> TEXT SHOWN:
──────
Referring to LVMH CEO Bernard Arnault, Cohen noted, “Not that they have a terrible home — they just don’t have a corner. Mr. Arnault is a savvy real estate investor and will find something for them.”

Over the last few years, Tiffany has tried to elbow into at least two other places, to no avail. First it wanted to lease the 3,700-square-foot former Nespresso at 92 Prince Street on the southeast corner of Mercer Street from Marx Realty only to be outbid by Ferrari, which signed a lease in February 2024.

When Ferrari cut its deal, CBRE was reporting average retail rents of $1,060 per square foot in SoHo with 16 deals totaling 108,000 square feet signed in the third quarter of 2023 — more deals than in any other retail area in  the city — with another seven in the first quarter. By the first quarter of 2024, rents averaged $1,073 per foot. 

Among the deals last year was a 30,000-square-foot lease by Banana Republic at 515 Broadway, a small one for Dolce Vita at 489 Broadway and a 20,000-square-foot lease with Cotton On at 512 Broadway.

Most of SoHo’s larger stores are along Broadway. This May, Los Angeles Apparel — owned by Dov Charney, who founded American Apparel — leased a long-vacant 27,000-square-foot storefront at 480 Broadway from KPG Group.  

Avison Young is marketing a five-story building at 535 Broadway for $24 million that was purchased in December 2023 for $23.04 million and with the store now leased to Pop Mart.

Apple was also forced to defend its expiring 24,434 square feet at 103 Prince Street from Tiffany, with Apple “overpaying” for a renewal, as one area broker confided. Crown Acquisitions, Centurion Realty and Imperium Capital bought that property already leased to Apple in 2011 for $70.85 million and refinanced in 2020 for $75 million.

Chanel has also been trying to expand. Chanel signed its original lease for the entire corner of 139 Spring Street that wraps onto the quaint, cobblestoned Wooster Street in December 1999. The building became an artist loft condominium, and in 2016 the retail was sold to Invesco for $122 million. Chanel renewed in 2020 for a reported $3.6 million annual rent.

Valentino moved next door to 135 Spring under a two-year deal in 2021. But as consumers returned post-pandemic, Chanel wanted to expand into that space. Valentino was bumped out in July 2023 and reopened at 98 Prince Street in February 2024. 

But Chanel and Valentino’s spaces were not only owned by different entities but also separated by the lobby for the upstairs artist lofts at 139 Spring. Ultimately, Chanel gave up on the expansion and moved to a temporary space at 120 Wooster Street while its corner home is being renovated. 

That left 135 Spring without a tenant. That is, until Adidas wanted to relocate from 115 Spring Street. Both spaces were owned by SL Green Realty and represented by Newmark. A deal was made for Adidas at No. 115 at over $3 million per year for 4,424 square feet on the ground and 4,294 square feet on the lower level — a blended rent of around $360 per foot.  

In April, Estée Lauder Companies leased four adjacent shops from 120 through 126 Prince Street, which the cosmetics company plans to run as separate boutiques for its different brands,  at a rent of around $1,100 per foot.
──────
> EXPLORE THE MATERIAL:
**A)** List every Broadway address that the SoHo retail passage mentions.
**B)** In the SoHo retail passage, which company outbid Tiffany for the former Nespresso space at 92 Prince Street?
The data that comes next has no connection to the SoHo retail passage.

[Photo-based referring expression data]
──────
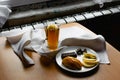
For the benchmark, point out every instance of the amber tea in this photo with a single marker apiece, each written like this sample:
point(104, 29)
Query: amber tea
point(52, 33)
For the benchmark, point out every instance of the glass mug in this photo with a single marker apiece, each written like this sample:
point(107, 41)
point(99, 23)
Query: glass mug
point(52, 33)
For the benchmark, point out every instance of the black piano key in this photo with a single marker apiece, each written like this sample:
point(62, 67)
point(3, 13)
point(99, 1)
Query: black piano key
point(114, 10)
point(79, 17)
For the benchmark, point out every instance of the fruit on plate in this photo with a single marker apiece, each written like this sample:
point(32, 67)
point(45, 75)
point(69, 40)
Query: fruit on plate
──────
> RESPONSES IN ORDER:
**A)** 515 Broadway, 489 Broadway, 512 Broadway, 480 Broadway, 535 Broadway

**B)** Ferrari